____ PROVIDED ENTRIES
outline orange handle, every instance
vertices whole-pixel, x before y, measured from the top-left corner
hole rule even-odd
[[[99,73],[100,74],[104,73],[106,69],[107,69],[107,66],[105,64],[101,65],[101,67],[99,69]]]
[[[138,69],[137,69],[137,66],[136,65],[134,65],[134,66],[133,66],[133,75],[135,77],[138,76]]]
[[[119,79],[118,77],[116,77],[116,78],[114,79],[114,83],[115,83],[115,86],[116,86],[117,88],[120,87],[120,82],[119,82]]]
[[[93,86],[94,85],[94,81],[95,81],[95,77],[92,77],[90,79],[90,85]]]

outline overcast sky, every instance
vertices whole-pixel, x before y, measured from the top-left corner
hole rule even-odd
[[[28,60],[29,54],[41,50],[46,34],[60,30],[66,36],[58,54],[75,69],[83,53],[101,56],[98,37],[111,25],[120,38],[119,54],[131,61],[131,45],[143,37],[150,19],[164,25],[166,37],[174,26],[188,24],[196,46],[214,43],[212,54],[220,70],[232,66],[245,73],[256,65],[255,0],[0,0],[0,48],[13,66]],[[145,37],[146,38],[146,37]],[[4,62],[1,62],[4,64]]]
________
GIVEN REQUEST:
Change "every instance" to "all instances" wherever it occurs in the lines above, and write out all of those lines again with nothing else altered.

CORRECT RESULT:
outline orange handle, all instances
vertices whole-pixel, x before y, measured from the top-left corner
hole rule even-odd
[[[99,73],[100,74],[104,73],[106,69],[107,69],[107,66],[105,64],[101,65],[101,67],[99,69]]]
[[[138,69],[137,69],[137,66],[136,65],[134,65],[134,66],[133,66],[133,75],[135,77],[138,76]]]
[[[119,79],[118,77],[116,77],[116,78],[114,79],[114,83],[115,83],[115,86],[116,86],[117,88],[120,87],[120,82],[119,82]]]
[[[93,86],[94,85],[94,81],[95,81],[95,77],[92,77],[90,79],[90,85]]]

outline overcast sky, all instances
vertices whole-pixel, x before y, measured from the top-left corner
hole rule even-odd
[[[28,60],[29,54],[41,50],[46,34],[60,30],[66,36],[58,54],[75,69],[83,53],[101,56],[98,37],[111,25],[120,38],[119,54],[131,61],[131,45],[143,37],[150,19],[164,25],[166,37],[174,26],[188,24],[196,46],[214,43],[212,54],[220,70],[232,66],[245,73],[256,65],[255,0],[0,0],[0,48],[13,66]],[[145,37],[146,38],[146,37]],[[4,62],[1,62],[4,64]]]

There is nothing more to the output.